(Exercise materials begins)

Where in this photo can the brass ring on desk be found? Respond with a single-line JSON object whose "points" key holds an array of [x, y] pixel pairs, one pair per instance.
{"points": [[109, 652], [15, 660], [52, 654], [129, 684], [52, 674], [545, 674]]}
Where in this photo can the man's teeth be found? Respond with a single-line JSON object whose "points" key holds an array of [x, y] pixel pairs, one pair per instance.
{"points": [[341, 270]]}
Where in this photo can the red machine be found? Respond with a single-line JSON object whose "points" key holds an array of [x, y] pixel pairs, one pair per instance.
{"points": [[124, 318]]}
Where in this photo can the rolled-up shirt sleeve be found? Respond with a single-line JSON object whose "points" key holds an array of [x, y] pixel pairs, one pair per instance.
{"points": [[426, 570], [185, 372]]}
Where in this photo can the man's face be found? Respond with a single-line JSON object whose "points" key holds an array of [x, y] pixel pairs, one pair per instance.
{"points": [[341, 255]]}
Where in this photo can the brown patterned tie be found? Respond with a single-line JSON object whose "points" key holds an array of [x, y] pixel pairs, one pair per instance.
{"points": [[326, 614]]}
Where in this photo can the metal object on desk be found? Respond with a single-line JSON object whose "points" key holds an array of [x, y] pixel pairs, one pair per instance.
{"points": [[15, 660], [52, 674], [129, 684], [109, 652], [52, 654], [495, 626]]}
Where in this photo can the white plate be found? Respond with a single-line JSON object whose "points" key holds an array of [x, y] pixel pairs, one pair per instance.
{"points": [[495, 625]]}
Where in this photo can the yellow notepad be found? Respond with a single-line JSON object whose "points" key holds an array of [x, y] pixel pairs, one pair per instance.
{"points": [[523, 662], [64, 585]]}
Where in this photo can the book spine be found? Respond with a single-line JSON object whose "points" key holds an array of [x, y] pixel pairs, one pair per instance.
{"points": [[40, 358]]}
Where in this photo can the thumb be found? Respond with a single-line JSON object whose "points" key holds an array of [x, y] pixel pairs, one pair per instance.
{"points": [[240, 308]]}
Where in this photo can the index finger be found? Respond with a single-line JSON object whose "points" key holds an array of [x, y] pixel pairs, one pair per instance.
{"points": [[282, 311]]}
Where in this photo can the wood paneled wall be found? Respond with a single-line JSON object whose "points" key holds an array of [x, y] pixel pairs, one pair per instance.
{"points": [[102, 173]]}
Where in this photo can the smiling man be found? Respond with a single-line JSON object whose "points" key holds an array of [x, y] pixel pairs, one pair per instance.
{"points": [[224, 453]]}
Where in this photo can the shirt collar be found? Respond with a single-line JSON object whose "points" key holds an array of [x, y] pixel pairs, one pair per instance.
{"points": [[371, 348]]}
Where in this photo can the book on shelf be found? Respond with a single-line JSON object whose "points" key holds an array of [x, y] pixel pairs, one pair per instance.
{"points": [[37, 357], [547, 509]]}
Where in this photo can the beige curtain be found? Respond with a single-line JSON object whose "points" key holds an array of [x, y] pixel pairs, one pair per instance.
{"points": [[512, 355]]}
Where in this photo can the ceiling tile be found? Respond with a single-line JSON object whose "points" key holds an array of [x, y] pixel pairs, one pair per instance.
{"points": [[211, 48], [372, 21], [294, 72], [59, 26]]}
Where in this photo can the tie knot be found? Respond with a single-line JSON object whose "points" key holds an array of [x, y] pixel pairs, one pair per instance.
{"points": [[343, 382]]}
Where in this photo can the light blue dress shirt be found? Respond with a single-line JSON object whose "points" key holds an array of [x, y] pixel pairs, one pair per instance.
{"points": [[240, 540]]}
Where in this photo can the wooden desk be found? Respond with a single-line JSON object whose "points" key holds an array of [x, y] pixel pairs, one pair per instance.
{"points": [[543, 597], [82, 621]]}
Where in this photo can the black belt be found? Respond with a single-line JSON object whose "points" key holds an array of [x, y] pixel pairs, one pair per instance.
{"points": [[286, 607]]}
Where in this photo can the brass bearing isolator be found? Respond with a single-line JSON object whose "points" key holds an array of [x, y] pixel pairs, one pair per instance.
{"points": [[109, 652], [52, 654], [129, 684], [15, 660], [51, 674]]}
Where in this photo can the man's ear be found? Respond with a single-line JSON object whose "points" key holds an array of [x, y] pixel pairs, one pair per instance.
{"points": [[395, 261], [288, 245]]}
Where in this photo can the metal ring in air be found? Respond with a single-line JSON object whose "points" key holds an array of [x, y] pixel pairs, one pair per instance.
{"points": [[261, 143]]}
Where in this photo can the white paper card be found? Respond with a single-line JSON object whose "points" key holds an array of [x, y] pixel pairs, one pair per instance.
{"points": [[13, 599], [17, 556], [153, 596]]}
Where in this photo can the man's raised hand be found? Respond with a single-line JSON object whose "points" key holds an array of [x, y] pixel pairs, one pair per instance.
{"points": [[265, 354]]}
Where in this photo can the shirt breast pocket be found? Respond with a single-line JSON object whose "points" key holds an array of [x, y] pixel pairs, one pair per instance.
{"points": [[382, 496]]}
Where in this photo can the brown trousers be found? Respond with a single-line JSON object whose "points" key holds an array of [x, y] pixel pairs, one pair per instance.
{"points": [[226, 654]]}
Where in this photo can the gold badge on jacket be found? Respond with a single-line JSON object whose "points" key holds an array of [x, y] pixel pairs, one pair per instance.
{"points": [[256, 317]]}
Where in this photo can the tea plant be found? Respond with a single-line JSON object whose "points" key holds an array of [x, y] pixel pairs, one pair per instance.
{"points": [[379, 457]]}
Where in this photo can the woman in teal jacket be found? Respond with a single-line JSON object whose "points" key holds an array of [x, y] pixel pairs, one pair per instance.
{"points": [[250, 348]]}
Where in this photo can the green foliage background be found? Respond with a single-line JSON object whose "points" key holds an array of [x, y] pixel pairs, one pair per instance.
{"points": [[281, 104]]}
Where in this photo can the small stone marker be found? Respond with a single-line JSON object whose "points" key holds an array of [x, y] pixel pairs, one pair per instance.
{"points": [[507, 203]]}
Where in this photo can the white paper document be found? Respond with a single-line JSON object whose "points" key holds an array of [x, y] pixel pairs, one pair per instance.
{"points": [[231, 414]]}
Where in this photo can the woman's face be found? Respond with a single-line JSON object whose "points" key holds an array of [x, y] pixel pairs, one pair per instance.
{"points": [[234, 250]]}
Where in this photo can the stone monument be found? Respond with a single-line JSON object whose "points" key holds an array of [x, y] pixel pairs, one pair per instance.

(Exercise materials ends)

All that the answer may hold is the lines from the one with "Where in this photo can the tea" through the end of the data, set down exactly as they appear.

Where in this photo can the tea plant be found? Respond with a single-line JSON object whose "points" key holds an array of [x, y] pixel pairs, one pair per instance.
{"points": [[379, 457]]}
Where in this photo can the woman in teal jacket be found? Respond with a single-line JSON object whose "points" key holds an array of [x, y] pixel pairs, one pair per instance.
{"points": [[250, 348]]}
Where in this photo can the green foliage background be found? Respond with a single-line JSON object whose "points" key holds an array of [x, y] pixel pairs, one pair per instance.
{"points": [[281, 104]]}
Where in this photo can the small stone marker be found? Respond with a single-line JSON object whose "points" key holds an array of [x, y] pixel pairs, one pair per instance.
{"points": [[507, 203]]}
Where in this photo can the white paper document be found? Respond with a single-line JSON object whose "points" key holds an array of [x, y] pixel pairs, one pair per instance.
{"points": [[231, 414]]}
Where in this photo can the woman's face be found? Respond with a single-line JSON object whose "points" key holds an array of [x, y] pixel pairs, one pair per instance.
{"points": [[234, 250]]}
Where in this photo can the stone monument be found? Respond with a single-line JSON object whose "points" key holds an array of [x, y] pixel pairs, one pair per instance.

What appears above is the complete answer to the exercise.